Data records:
# # #

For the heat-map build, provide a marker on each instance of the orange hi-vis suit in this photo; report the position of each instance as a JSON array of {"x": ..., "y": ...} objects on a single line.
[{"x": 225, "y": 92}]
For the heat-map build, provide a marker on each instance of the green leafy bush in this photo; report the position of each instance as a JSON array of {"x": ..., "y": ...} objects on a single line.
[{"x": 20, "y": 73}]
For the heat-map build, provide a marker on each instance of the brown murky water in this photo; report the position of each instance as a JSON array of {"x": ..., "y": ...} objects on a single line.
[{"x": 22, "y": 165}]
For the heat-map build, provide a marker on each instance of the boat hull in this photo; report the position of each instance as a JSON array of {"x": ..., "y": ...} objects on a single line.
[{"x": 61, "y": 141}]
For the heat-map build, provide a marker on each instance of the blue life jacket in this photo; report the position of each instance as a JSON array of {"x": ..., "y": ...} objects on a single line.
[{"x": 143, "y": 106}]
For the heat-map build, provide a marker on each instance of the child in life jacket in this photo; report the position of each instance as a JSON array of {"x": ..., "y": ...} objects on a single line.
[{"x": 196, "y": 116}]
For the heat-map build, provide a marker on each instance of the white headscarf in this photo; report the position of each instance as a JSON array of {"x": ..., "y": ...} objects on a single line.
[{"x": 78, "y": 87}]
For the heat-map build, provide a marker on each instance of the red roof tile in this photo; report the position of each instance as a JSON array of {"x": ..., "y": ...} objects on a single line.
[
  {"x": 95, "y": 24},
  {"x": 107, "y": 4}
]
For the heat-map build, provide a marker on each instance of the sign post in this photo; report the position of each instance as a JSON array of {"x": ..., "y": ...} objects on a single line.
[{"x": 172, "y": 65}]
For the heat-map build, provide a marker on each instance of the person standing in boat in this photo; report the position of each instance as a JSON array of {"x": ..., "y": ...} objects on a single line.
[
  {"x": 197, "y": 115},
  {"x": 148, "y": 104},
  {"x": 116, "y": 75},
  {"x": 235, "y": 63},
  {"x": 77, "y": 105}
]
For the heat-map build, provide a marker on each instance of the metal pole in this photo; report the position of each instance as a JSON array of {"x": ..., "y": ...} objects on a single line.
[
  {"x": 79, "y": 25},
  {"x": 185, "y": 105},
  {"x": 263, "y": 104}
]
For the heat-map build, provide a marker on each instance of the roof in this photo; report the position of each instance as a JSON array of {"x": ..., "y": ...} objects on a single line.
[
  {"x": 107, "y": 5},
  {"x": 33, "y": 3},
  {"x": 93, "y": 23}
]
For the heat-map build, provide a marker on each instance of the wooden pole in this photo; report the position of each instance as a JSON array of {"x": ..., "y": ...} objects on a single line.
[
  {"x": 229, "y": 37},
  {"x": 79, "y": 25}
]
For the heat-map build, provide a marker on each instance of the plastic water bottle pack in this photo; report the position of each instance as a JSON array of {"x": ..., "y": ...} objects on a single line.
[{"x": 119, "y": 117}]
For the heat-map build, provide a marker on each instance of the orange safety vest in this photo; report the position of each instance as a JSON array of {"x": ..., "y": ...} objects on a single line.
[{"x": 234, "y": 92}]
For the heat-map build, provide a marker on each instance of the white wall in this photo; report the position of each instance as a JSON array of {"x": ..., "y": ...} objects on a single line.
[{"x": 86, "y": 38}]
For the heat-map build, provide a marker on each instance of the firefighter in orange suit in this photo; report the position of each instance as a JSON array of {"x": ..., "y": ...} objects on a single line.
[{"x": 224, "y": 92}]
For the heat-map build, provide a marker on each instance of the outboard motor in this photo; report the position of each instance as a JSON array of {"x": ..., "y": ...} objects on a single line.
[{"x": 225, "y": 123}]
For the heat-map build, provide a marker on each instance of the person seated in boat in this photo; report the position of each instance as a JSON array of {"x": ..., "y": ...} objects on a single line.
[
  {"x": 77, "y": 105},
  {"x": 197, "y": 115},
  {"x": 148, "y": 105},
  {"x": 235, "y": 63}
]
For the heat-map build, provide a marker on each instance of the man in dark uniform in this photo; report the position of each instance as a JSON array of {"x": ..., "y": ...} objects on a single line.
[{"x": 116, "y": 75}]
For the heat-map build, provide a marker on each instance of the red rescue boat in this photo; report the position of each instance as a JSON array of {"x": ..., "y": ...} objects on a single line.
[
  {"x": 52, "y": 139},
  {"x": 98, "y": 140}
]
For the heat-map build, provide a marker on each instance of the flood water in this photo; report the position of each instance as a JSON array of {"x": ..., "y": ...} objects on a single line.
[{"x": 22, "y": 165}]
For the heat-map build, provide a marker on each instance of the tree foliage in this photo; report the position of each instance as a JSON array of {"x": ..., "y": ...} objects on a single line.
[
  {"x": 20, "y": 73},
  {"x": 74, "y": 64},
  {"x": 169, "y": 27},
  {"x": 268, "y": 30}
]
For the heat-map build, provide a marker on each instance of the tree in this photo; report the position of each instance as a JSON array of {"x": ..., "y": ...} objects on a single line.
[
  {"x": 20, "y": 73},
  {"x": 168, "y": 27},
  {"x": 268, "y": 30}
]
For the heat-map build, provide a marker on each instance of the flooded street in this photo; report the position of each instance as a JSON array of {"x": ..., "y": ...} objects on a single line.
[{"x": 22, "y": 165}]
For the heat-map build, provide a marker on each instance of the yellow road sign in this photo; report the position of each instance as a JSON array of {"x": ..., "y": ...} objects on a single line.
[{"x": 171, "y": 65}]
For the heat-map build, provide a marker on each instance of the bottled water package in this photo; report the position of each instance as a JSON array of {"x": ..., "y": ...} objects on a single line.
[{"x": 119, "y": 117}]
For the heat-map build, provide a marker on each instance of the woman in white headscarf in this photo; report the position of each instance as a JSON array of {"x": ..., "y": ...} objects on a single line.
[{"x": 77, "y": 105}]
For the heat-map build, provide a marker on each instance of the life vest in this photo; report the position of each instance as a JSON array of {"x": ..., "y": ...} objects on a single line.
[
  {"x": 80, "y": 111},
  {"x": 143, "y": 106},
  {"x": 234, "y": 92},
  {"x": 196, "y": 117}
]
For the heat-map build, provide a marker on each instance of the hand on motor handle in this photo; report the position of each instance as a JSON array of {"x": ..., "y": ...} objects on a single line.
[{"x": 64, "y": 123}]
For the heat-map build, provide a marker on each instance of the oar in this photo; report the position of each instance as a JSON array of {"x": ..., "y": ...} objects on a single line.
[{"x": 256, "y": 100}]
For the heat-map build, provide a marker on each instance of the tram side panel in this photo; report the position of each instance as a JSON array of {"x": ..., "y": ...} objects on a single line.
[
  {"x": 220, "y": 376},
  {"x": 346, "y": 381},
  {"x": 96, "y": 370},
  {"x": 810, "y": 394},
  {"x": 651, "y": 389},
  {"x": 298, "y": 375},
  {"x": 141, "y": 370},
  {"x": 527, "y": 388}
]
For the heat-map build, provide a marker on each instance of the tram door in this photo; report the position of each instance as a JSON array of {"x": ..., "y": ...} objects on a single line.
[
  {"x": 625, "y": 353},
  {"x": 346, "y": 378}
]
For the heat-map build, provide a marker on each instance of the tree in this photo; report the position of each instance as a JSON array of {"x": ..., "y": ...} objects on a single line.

# # #

**What is asked:** Output the line containing "oar in this" and all lines after it to the end of the records, exactly as given.

**Written response:**
For the heat-map build, provide a marker on each instance of the oar in this photo; report the position of each instance as a JSON array of {"x": ..., "y": ...} objects on a single line.
[{"x": 256, "y": 100}]
For the heat-map build, provide a marker on each instance of the tram side panel in this photo; report the position of each instance as a JSON array of {"x": ..., "y": ...} objects on a single line.
[
  {"x": 220, "y": 376},
  {"x": 346, "y": 381},
  {"x": 96, "y": 370},
  {"x": 810, "y": 394},
  {"x": 651, "y": 389},
  {"x": 298, "y": 375},
  {"x": 141, "y": 370},
  {"x": 527, "y": 388}
]
For the heat-map build, provide a marker on each instance of the tram door in this photo; report the position of each instance as a JSON array of {"x": ..., "y": ...} objects on a single line.
[
  {"x": 625, "y": 353},
  {"x": 346, "y": 378}
]
For the heat-map build, provide a marker on each instance of the tree in this photo; report the position of each instance as a JSON array of {"x": ..., "y": ...} objects on a single line.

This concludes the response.